● **Stated problem**
Copy out all of the material, matching it word for word.

● **Records supplied**
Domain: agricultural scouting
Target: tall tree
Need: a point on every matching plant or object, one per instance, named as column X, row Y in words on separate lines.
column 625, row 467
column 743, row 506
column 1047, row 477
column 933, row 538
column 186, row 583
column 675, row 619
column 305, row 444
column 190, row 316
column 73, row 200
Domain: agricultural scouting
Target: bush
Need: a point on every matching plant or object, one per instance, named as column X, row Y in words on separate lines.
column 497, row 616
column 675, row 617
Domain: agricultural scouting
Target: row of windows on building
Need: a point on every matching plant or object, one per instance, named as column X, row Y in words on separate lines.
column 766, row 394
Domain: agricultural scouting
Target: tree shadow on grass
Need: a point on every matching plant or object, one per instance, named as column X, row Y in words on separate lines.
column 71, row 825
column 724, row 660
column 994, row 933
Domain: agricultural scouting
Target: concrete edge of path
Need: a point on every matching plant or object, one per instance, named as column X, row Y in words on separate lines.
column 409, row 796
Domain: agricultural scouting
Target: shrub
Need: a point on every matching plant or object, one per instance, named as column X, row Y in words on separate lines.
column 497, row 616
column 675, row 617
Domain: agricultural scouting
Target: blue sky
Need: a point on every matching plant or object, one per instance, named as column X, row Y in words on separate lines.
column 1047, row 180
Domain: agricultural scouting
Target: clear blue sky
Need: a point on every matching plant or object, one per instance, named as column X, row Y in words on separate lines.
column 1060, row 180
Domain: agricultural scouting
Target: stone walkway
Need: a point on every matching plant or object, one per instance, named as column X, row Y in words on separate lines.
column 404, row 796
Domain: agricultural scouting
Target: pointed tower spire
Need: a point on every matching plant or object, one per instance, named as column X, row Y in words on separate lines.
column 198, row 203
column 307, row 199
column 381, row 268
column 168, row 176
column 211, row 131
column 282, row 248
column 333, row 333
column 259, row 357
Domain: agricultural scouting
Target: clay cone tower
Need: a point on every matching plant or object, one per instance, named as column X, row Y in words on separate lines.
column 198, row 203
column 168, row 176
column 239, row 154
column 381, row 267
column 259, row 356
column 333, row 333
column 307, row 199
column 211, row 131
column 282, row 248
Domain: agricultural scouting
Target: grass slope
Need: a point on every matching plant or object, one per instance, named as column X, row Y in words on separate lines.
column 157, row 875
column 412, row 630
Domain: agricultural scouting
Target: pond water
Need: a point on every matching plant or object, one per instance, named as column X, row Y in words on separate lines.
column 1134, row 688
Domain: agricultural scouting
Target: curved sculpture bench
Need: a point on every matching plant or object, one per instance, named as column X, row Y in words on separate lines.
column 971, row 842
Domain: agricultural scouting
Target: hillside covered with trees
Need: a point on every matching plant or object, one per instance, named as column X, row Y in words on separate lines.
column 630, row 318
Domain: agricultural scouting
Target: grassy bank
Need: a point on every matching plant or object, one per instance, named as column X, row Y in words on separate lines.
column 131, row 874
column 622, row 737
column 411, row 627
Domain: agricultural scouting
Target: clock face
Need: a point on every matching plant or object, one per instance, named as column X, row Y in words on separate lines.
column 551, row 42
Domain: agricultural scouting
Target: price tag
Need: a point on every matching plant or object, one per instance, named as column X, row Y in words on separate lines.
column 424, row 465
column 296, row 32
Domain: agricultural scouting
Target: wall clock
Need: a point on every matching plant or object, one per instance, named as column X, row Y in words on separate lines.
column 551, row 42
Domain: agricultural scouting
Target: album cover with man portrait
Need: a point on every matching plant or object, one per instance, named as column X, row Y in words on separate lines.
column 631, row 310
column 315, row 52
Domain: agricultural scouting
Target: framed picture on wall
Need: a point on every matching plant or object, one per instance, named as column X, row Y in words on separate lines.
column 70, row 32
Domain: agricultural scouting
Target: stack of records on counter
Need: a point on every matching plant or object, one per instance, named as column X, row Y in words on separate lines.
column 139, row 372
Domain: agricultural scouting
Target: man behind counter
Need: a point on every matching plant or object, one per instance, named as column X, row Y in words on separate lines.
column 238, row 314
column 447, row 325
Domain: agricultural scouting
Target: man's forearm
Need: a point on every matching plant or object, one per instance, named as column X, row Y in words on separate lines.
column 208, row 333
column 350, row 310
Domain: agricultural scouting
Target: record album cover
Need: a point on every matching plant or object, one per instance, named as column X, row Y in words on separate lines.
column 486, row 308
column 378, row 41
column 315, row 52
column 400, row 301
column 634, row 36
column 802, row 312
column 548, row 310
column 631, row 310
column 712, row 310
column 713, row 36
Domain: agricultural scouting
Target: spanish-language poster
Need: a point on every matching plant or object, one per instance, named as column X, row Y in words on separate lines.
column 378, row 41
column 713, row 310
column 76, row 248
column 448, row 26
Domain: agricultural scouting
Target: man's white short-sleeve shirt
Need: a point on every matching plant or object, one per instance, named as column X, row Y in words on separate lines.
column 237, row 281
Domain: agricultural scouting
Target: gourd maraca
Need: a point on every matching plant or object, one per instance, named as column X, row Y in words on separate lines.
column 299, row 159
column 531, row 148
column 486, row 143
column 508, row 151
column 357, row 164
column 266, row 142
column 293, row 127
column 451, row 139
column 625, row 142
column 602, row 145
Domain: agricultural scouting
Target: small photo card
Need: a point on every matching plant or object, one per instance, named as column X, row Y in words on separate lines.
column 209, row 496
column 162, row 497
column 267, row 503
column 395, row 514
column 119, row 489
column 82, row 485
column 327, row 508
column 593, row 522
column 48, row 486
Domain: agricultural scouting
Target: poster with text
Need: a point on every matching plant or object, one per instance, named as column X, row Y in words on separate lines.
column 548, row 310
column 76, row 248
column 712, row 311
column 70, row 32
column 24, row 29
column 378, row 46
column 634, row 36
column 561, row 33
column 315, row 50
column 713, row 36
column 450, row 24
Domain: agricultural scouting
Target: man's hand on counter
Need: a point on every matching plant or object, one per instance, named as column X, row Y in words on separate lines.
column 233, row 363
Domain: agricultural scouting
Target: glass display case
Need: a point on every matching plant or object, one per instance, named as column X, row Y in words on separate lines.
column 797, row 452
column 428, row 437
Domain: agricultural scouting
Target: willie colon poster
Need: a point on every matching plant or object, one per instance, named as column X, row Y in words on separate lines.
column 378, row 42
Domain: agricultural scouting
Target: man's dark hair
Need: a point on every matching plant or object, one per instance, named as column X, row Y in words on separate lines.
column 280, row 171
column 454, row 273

● **Solution for this exercise**
Domain: agricultural scouting
Target: tall tree
Need: a point on every matching plant or object, one per instance, named as column X, row Y in words on separate lines.
column 625, row 467
column 743, row 506
column 1047, row 477
column 933, row 538
column 186, row 583
column 675, row 619
column 305, row 444
column 190, row 316
column 73, row 200
Domain: agricultural scouting
Target: bush
Need: a point on every matching plant or object, one per instance, named as column X, row Y in words on separate lines.
column 497, row 616
column 675, row 617
Domain: agricultural scouting
Target: row of windows on building
Need: a point on every matching plant or object, one per instance, named as column X, row Y in words on separate lines.
column 766, row 394
Domain: agricultural scouting
Target: tree shadow on grass
Need: a point on every matching plant or object, one per instance, named as column X, row Y in words on separate lines.
column 71, row 825
column 724, row 660
column 994, row 933
Domain: agricultural scouting
Target: concrete edge of path
Need: a point on every matching plant or object, one per instance, named as column X, row Y in words on separate lines.
column 409, row 796
Domain: agricultural scouting
Target: shrub
Need: a point on every matching plant or object, one per instance, named as column X, row Y in words on separate lines.
column 497, row 616
column 675, row 617
Domain: agricultural scouting
Target: blue sky
Need: a point on every matching plant or object, one per instance, named as column X, row Y in words on separate lines.
column 1047, row 180
Domain: agricultural scouting
Target: clear blue sky
Need: a point on every matching plant or object, one per instance, named as column X, row Y in words on separate lines.
column 1060, row 180
Domain: agricultural scouting
Target: stone walkway
Need: a point on every matching plant or object, one per instance, named as column X, row Y in words on separate lines.
column 404, row 796
Domain: agricultural scouting
Target: pointed tower spire
Need: a point on every matching plant or object, one per instance, named as column X, row Y in words on separate lines.
column 198, row 203
column 307, row 199
column 381, row 268
column 168, row 176
column 211, row 131
column 282, row 248
column 333, row 333
column 259, row 357
Domain: agricultural scouting
Target: clay cone tower
Need: a point on every matching plant or object, one per instance, named as column X, row Y in words on separate lines.
column 198, row 203
column 168, row 176
column 239, row 154
column 381, row 267
column 259, row 356
column 333, row 333
column 307, row 199
column 211, row 131
column 282, row 248
Domain: agricultural scouting
Target: grass slope
Need: a point on every matching plant or object, one per instance, named as column X, row Y in words on separate lines.
column 157, row 875
column 412, row 630
Domain: agricultural scouting
Target: pond water
Need: a point on every matching plant or object, one per instance, named as column X, row Y in words on separate lines.
column 1134, row 688
Domain: agricultural scouting
Target: curved sculpture bench
Need: a point on every matching plant or object, one per instance, named as column X, row Y in words on separate lines.
column 971, row 842
Domain: agricultural scouting
Target: hillside covered with trees
Need: a point on every matching plant or object, one per instance, named as column X, row Y in words on separate lines.
column 630, row 318
Domain: agricultural scouting
Target: grassy bank
Need: a point on every matching plant or object, one per instance, named as column X, row Y in words on separate lines.
column 131, row 874
column 622, row 737
column 411, row 627
Domain: agricultural scouting
Target: clock face
Need: a point on every matching plant or object, one per instance, named as column X, row Y in words on separate lines.
column 551, row 42
Domain: agricultural scouting
Target: price tag
Need: a point on every matching plant or object, one per instance, named as column X, row Y in words on separate lines.
column 424, row 465
column 296, row 32
Domain: agricultural scouting
Target: wall clock
Need: a point on every matching plant or object, one per instance, named as column X, row Y in words on separate lines.
column 551, row 42
Domain: agricultural scouting
Target: album cover with man portrait
Need: a point on every matching plant or object, one per instance, named as column X, row Y in words on separate lines.
column 631, row 310
column 315, row 52
Domain: agricultural scouting
Target: framed picture on wall
Need: a point on every matching plant or object, one per instance, named as column X, row Y in words on separate lines.
column 70, row 32
Domain: agricultural scouting
Target: stack of records on counter
Need: a point on every matching plant or object, one per instance, named as column X, row Y in words on separate lines.
column 139, row 372
Domain: agricultural scouting
Target: man behind counter
Need: a point on every matching plant or object, one per instance, named as column X, row Y in words on separate lines.
column 238, row 314
column 447, row 325
Domain: agricultural scouting
Target: man's forearm
Need: a point on every matching plant or object, one per instance, named as column X, row Y in words on separate lines.
column 208, row 333
column 350, row 310
Domain: agricultural scouting
Target: record album cover
Need: a point on every matching plant or object, one per instance, named as column X, row Y in words on separate lines.
column 486, row 308
column 378, row 41
column 315, row 52
column 400, row 301
column 634, row 36
column 802, row 312
column 548, row 310
column 631, row 310
column 712, row 310
column 713, row 36
Domain: agricultural scouting
Target: spanish-language poster
Need: a point on every matching plant or object, one per instance, named as column X, row Y in words on separate lines.
column 378, row 41
column 713, row 310
column 76, row 248
column 448, row 26
Domain: agricultural scouting
Target: man's white short-sleeve shirt
Need: a point on every matching plant or object, one per instance, named as column X, row Y in words on separate lines.
column 237, row 281
Domain: agricultural scouting
Target: gourd maraca
Need: a point on every matching plant or object, one per instance, named as column X, row Y in words on separate lines.
column 299, row 159
column 531, row 148
column 486, row 143
column 508, row 151
column 357, row 164
column 266, row 142
column 293, row 127
column 451, row 139
column 625, row 142
column 602, row 145
Domain: agricultural scouting
Target: small photo card
Need: a point on every matching plant or object, one per instance, named as column X, row Y in words on separate lines.
column 209, row 496
column 162, row 497
column 267, row 503
column 395, row 514
column 119, row 489
column 82, row 485
column 327, row 508
column 593, row 522
column 48, row 486
Domain: agricultural scouting
Target: poster with text
Need: a point on every matching plant or object, one per instance, named as column X, row Y in words on separate lines.
column 548, row 310
column 76, row 248
column 712, row 311
column 70, row 32
column 24, row 29
column 378, row 46
column 634, row 36
column 561, row 33
column 315, row 50
column 713, row 36
column 450, row 24
Domain: agricultural scouting
Target: man's hand on counter
Need: a point on every matching plant or object, one per instance, named as column X, row Y in words on separate lines.
column 233, row 363
Domain: agricultural scouting
Target: glass display case
Need: a point on every matching plant or object, one per instance, named as column X, row Y in words on separate lines.
column 797, row 452
column 428, row 437
Domain: agricultural scouting
Target: willie colon poster
Need: a point on every matching plant or object, one per instance, named as column X, row Y in words on separate lines.
column 378, row 42
Domain: agricultural scouting
Target: man's dark hair
Need: a point on every matching plant or object, one per instance, named as column X, row Y in words on separate lines.
column 280, row 171
column 454, row 273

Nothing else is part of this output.